| YOUR TASK |
Using the entries that follow, write out the line containing "Please return the", the line containing "Each outline is", and every line between them, exactly and nothing else.

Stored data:

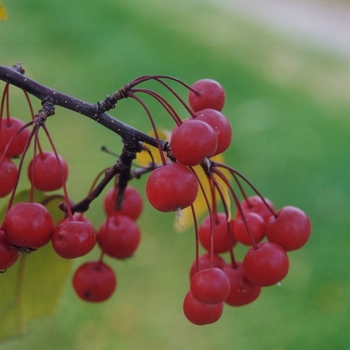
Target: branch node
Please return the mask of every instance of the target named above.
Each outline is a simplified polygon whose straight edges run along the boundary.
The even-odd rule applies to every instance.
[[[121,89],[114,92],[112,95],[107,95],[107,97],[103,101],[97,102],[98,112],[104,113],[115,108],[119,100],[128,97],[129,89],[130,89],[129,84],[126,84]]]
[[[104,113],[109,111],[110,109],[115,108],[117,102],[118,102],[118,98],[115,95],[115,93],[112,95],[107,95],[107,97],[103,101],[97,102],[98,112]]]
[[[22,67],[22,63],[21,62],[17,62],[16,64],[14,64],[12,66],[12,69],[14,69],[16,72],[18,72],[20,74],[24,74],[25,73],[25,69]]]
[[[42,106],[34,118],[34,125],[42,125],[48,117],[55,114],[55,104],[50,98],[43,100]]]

| OUTPUT OF THE EXERCISE |
Please return the mask of every instance of the target named above.
Each outline is a simplified polygon whose straight edges run along the boundary.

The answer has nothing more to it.